WHAT THE TASK REQUIRES> Lines holding the word "long" are the ones to copy from the data below.

Items listed in a dataset
# # # # #
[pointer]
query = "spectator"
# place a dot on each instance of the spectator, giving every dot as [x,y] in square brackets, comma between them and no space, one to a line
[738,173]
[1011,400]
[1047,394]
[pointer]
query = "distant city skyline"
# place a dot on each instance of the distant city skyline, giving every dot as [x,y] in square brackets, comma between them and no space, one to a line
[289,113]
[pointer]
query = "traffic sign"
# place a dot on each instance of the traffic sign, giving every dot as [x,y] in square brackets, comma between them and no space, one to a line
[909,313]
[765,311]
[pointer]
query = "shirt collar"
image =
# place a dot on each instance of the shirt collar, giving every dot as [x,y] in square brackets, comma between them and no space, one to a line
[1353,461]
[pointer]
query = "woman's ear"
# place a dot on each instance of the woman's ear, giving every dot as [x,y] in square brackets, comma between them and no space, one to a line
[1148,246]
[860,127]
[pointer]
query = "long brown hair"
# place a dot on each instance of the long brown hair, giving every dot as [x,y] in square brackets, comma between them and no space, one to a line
# # # # #
OUTPUT FOR THIS TASK>
query = "long brown hair"
# place a dot on each instance of the long brown hair, giving every dot as [x,y] in square brackets, comma between them and no space, one to a line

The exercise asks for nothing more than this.